▸ **Task item**
Which of the lines below holds the string "pale"? Copy every line that does.

Segment Start: The records

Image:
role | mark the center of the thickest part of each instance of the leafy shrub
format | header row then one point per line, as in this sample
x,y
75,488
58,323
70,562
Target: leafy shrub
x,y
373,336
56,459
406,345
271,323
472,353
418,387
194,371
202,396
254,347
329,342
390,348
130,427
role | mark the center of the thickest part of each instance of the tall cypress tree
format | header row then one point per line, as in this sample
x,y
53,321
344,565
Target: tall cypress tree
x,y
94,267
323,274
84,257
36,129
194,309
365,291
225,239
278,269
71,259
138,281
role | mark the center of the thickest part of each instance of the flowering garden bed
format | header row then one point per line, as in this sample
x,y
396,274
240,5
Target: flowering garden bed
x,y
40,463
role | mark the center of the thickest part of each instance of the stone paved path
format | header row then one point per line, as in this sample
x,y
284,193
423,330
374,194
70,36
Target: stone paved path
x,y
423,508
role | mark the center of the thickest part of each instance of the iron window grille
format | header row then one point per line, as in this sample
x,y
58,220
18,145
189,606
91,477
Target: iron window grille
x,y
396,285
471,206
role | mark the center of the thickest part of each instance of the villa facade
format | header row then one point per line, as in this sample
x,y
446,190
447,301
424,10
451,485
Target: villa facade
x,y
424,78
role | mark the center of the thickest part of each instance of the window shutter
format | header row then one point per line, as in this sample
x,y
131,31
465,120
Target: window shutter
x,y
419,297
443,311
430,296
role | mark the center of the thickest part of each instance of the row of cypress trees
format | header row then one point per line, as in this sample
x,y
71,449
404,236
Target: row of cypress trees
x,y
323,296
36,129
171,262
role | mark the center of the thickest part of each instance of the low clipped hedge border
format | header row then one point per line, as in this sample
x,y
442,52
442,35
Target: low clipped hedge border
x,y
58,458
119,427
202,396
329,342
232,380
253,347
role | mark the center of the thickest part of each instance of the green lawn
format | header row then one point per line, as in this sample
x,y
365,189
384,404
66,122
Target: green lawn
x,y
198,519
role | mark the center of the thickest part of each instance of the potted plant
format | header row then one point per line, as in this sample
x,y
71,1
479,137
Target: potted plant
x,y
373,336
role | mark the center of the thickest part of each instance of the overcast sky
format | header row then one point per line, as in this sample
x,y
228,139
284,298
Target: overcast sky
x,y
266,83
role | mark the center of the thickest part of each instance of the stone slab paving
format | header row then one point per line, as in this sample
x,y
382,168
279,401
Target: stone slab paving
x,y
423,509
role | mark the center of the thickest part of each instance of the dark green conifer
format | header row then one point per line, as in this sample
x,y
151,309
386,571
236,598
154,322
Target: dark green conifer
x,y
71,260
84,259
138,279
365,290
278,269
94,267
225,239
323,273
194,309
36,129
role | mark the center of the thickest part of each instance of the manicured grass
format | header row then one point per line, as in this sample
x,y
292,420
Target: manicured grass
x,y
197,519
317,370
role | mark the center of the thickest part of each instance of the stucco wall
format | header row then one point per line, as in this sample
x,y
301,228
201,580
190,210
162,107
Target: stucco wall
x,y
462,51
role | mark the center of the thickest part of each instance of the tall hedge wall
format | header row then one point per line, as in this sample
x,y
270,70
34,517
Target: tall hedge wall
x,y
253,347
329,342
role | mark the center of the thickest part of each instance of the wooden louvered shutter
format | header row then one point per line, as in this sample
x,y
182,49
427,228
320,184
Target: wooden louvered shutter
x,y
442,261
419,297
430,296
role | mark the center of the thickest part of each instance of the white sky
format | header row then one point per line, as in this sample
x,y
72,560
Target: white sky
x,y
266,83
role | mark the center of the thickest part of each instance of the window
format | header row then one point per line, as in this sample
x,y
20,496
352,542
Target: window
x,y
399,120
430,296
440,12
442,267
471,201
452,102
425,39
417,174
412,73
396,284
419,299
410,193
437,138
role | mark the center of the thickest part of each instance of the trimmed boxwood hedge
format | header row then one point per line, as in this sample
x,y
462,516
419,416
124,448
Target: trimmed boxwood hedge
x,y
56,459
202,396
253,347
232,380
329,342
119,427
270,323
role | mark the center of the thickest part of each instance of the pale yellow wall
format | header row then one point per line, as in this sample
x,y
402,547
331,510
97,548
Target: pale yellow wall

Segment End: The records

▸ **Answer area**
role | mark the center of the thickest part of each instance of the pale yellow wall
Target: pale yellow wall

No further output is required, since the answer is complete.